#### [PROBLEMS]
A) In the passage on the deaths after the MSD shooting, rewrite the section starting at "She killed herself" and ending at "to her mother.", replacing "NBC" with "NBC News".
B) Write what comes next in the passage on the deaths after the MSD shooting, starting after its final sentence.
**** SOURCE EXTRACT
She killed herself via “a gunshot wound to the head”, according to NBC.

Aiello’s decision came from what was called the “ripple effect of the MSD shooting”. She had been suffering from survivor’s guilt, as well as post-traumatic stress disorder (PTSD), according to her mother.

Only a day after Sydney’s funeral, sophomore Calvin Desir, 16, followed suit. Desir was found unresponsive in his home by Coral Springs Police Officer Tyler Reik. His cause of death was never revealed, although it is speculated to be a suicide. The Coral Springs Police department spoke out about the obstacles that lay ahead for the community, stating, “[The] City of Coral Springs recognizes the anxiety and suffering that continues for students, teachers and families who have experienced such violence and devastating loss. As a city, we are committed to shining a light on those who suffer in the darkness.”
********
**** DATA LINES
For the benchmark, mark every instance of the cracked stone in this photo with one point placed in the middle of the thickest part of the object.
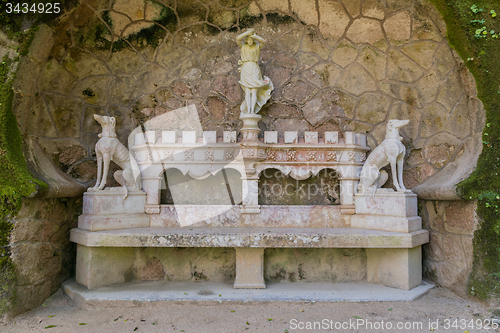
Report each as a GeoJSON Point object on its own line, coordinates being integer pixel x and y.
{"type": "Point", "coordinates": [357, 81]}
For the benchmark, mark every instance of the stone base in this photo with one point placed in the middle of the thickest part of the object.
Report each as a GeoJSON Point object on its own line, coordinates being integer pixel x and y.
{"type": "Point", "coordinates": [152, 293]}
{"type": "Point", "coordinates": [103, 266]}
{"type": "Point", "coordinates": [386, 223]}
{"type": "Point", "coordinates": [387, 203]}
{"type": "Point", "coordinates": [110, 202]}
{"type": "Point", "coordinates": [249, 268]}
{"type": "Point", "coordinates": [396, 268]}
{"type": "Point", "coordinates": [113, 222]}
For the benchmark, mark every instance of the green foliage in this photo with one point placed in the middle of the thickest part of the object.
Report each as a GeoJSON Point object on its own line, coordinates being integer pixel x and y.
{"type": "Point", "coordinates": [481, 47]}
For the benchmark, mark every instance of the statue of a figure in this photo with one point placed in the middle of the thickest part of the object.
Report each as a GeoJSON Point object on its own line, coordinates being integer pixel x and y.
{"type": "Point", "coordinates": [257, 89]}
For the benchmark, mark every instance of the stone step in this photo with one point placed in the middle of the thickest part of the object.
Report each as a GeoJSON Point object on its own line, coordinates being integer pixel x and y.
{"type": "Point", "coordinates": [151, 293]}
{"type": "Point", "coordinates": [250, 238]}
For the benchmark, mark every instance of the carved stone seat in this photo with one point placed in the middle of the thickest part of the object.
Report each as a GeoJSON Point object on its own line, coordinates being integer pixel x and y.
{"type": "Point", "coordinates": [393, 258]}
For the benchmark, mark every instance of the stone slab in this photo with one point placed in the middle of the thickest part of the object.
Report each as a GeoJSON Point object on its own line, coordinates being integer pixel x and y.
{"type": "Point", "coordinates": [150, 293]}
{"type": "Point", "coordinates": [387, 223]}
{"type": "Point", "coordinates": [396, 268]}
{"type": "Point", "coordinates": [111, 222]}
{"type": "Point", "coordinates": [110, 202]}
{"type": "Point", "coordinates": [250, 237]}
{"type": "Point", "coordinates": [249, 268]}
{"type": "Point", "coordinates": [387, 203]}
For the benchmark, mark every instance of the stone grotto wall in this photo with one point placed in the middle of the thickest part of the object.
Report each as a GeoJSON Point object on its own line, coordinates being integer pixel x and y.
{"type": "Point", "coordinates": [345, 65]}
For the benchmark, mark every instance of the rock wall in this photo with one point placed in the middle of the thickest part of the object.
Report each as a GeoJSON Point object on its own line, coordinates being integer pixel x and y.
{"type": "Point", "coordinates": [42, 255]}
{"type": "Point", "coordinates": [449, 254]}
{"type": "Point", "coordinates": [336, 65]}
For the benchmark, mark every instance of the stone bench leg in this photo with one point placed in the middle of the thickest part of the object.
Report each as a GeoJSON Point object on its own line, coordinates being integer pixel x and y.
{"type": "Point", "coordinates": [102, 266]}
{"type": "Point", "coordinates": [396, 268]}
{"type": "Point", "coordinates": [249, 268]}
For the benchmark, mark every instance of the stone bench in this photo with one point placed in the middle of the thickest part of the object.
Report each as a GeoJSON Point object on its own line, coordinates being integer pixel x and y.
{"type": "Point", "coordinates": [393, 258]}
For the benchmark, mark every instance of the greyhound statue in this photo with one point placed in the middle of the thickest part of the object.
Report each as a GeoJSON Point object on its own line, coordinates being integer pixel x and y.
{"type": "Point", "coordinates": [108, 149]}
{"type": "Point", "coordinates": [390, 151]}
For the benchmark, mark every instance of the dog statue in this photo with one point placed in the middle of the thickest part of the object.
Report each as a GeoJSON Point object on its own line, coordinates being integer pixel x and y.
{"type": "Point", "coordinates": [108, 149]}
{"type": "Point", "coordinates": [390, 151]}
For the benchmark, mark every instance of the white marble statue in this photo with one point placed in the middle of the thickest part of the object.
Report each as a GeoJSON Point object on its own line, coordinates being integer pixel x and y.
{"type": "Point", "coordinates": [390, 151]}
{"type": "Point", "coordinates": [257, 88]}
{"type": "Point", "coordinates": [108, 149]}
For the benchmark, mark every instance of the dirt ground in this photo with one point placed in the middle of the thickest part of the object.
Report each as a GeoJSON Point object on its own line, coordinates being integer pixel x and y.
{"type": "Point", "coordinates": [438, 311]}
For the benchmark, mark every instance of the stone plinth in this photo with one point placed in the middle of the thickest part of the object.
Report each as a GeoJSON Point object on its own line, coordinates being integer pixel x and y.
{"type": "Point", "coordinates": [108, 210]}
{"type": "Point", "coordinates": [249, 268]}
{"type": "Point", "coordinates": [388, 210]}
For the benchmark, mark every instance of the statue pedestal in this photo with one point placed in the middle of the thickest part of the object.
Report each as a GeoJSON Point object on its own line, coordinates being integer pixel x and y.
{"type": "Point", "coordinates": [391, 211]}
{"type": "Point", "coordinates": [108, 210]}
{"type": "Point", "coordinates": [250, 128]}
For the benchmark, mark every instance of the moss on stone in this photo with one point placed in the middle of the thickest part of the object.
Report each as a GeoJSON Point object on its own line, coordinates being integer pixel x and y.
{"type": "Point", "coordinates": [481, 58]}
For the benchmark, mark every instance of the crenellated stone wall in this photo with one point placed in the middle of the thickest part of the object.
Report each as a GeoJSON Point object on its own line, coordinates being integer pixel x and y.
{"type": "Point", "coordinates": [345, 65]}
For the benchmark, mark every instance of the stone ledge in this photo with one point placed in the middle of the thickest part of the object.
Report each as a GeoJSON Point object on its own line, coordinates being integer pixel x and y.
{"type": "Point", "coordinates": [250, 237]}
{"type": "Point", "coordinates": [151, 293]}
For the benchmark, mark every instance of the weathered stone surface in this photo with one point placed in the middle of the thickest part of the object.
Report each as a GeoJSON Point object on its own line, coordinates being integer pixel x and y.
{"type": "Point", "coordinates": [307, 14]}
{"type": "Point", "coordinates": [398, 27]}
{"type": "Point", "coordinates": [451, 91]}
{"type": "Point", "coordinates": [353, 7]}
{"type": "Point", "coordinates": [333, 19]}
{"type": "Point", "coordinates": [280, 110]}
{"type": "Point", "coordinates": [460, 217]}
{"type": "Point", "coordinates": [293, 265]}
{"type": "Point", "coordinates": [55, 78]}
{"type": "Point", "coordinates": [401, 68]}
{"type": "Point", "coordinates": [439, 155]}
{"type": "Point", "coordinates": [297, 91]}
{"type": "Point", "coordinates": [329, 72]}
{"type": "Point", "coordinates": [228, 87]}
{"type": "Point", "coordinates": [374, 62]}
{"type": "Point", "coordinates": [428, 87]}
{"type": "Point", "coordinates": [372, 108]}
{"type": "Point", "coordinates": [278, 75]}
{"type": "Point", "coordinates": [459, 123]}
{"type": "Point", "coordinates": [312, 43]}
{"type": "Point", "coordinates": [365, 30]}
{"type": "Point", "coordinates": [357, 80]}
{"type": "Point", "coordinates": [394, 5]}
{"type": "Point", "coordinates": [344, 54]}
{"type": "Point", "coordinates": [405, 111]}
{"type": "Point", "coordinates": [423, 27]}
{"type": "Point", "coordinates": [444, 61]}
{"type": "Point", "coordinates": [434, 120]}
{"type": "Point", "coordinates": [348, 103]}
{"type": "Point", "coordinates": [290, 41]}
{"type": "Point", "coordinates": [66, 114]}
{"type": "Point", "coordinates": [422, 52]}
{"type": "Point", "coordinates": [374, 8]}
{"type": "Point", "coordinates": [181, 89]}
{"type": "Point", "coordinates": [314, 112]}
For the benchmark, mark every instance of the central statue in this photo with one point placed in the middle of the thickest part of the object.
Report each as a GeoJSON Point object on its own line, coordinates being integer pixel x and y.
{"type": "Point", "coordinates": [257, 89]}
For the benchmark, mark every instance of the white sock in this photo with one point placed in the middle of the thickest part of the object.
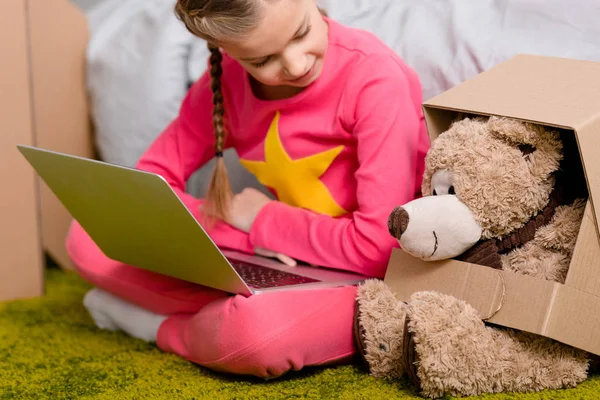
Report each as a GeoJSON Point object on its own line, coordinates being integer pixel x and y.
{"type": "Point", "coordinates": [112, 313]}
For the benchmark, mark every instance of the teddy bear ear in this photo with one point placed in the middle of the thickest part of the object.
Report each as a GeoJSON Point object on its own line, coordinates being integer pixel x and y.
{"type": "Point", "coordinates": [515, 131]}
{"type": "Point", "coordinates": [541, 147]}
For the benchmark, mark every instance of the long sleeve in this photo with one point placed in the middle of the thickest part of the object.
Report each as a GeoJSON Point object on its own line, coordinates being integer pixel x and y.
{"type": "Point", "coordinates": [183, 147]}
{"type": "Point", "coordinates": [382, 109]}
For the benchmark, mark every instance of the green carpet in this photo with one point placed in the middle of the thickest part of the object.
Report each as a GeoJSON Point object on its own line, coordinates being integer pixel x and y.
{"type": "Point", "coordinates": [50, 349]}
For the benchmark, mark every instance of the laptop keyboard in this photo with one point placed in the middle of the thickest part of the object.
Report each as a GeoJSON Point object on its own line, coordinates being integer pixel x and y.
{"type": "Point", "coordinates": [259, 277]}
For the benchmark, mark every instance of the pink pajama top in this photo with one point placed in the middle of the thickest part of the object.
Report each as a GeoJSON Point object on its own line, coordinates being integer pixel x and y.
{"type": "Point", "coordinates": [339, 156]}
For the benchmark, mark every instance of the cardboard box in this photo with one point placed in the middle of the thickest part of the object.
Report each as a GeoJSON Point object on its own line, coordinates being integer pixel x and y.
{"type": "Point", "coordinates": [560, 93]}
{"type": "Point", "coordinates": [42, 102]}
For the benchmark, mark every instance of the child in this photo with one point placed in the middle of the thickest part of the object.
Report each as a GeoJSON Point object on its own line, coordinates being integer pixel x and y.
{"type": "Point", "coordinates": [327, 117]}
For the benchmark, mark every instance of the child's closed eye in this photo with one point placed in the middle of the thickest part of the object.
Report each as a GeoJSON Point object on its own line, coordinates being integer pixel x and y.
{"type": "Point", "coordinates": [265, 60]}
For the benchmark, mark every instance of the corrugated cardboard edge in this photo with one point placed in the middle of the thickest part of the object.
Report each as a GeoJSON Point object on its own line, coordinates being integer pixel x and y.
{"type": "Point", "coordinates": [61, 114]}
{"type": "Point", "coordinates": [21, 271]}
{"type": "Point", "coordinates": [566, 307]}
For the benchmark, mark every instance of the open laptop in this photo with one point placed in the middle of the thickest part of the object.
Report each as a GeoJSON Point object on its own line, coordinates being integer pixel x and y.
{"type": "Point", "coordinates": [135, 217]}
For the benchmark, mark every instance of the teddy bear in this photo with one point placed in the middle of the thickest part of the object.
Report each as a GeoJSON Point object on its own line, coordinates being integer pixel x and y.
{"type": "Point", "coordinates": [497, 192]}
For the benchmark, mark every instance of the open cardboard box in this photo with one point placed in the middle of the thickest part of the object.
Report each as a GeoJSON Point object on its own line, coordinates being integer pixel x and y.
{"type": "Point", "coordinates": [42, 102]}
{"type": "Point", "coordinates": [556, 92]}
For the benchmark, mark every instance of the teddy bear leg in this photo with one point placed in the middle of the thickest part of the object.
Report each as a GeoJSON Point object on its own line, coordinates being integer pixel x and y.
{"type": "Point", "coordinates": [459, 355]}
{"type": "Point", "coordinates": [378, 329]}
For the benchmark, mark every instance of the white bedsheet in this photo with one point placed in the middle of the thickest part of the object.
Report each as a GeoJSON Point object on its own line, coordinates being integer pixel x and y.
{"type": "Point", "coordinates": [141, 58]}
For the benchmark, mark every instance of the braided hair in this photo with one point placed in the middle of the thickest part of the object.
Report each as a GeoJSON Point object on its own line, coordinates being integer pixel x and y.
{"type": "Point", "coordinates": [214, 20]}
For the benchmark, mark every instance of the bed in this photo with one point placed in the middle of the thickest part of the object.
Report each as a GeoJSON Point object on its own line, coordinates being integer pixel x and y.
{"type": "Point", "coordinates": [141, 60]}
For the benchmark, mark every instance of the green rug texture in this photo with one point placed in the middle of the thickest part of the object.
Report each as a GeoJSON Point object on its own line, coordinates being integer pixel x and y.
{"type": "Point", "coordinates": [50, 349]}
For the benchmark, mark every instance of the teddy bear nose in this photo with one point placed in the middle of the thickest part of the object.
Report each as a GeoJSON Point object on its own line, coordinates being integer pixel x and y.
{"type": "Point", "coordinates": [398, 222]}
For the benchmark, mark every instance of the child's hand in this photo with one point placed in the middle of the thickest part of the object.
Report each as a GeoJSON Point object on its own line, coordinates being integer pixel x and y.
{"type": "Point", "coordinates": [281, 257]}
{"type": "Point", "coordinates": [245, 206]}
********
#### [RESULTS FOR THE EXERCISE]
A)
She killed herself via “a gunshot wound to the head”, according to NBC News.

Aiello’s decision came from what was called the “ripple effect of the MSD shooting”. She had been suffering from survivor’s guilt, as well as post-traumatic stress disorder (PTSD), according to her mother.

B)
Desir’s death preceded the March For Our Lives one-year anniversary, which was the following day. The March was a project founded by the Parkland survivors, as they rallied to bring awareness to gun-control in Washington D.C. One of the March’s more vocal activists, David Hogg, begged the essential question on Twitter, “How many more kids have to be taken from us as a result of suicide for the government/school district to do anything? Rip 17+2,” referring to the 17 students killed in the shooting and the two students who had committed suicide after.

Unfortunately, suicides in the wake of a mass shooting are slowly becoming more common. On December 14, 2012, Sandy Hook Elementary was attacked by a school shooter, who ultimately stole the short lives of 20 elementary-school aged children between the ages of six and seven, as well as six staff members, the shooter’s mother, and lastly, himself.

Six years later, Jeremy Richman and his wife, Jennifer Hensel, created the Avielle Foundation, named after their daughter who was killed in the Sandy Hook shooting, as a way to promote “mental health education and compassion”, as written by The New York Times. As a neuroscientist, Jeremy used the Foundation to support his research on “brain abnormalities that could be linked to violent behavior.”

Richman was found dead in the Newton, Conn., office of the Avielle Foundation, from an apparent suicide. He was 49 years old.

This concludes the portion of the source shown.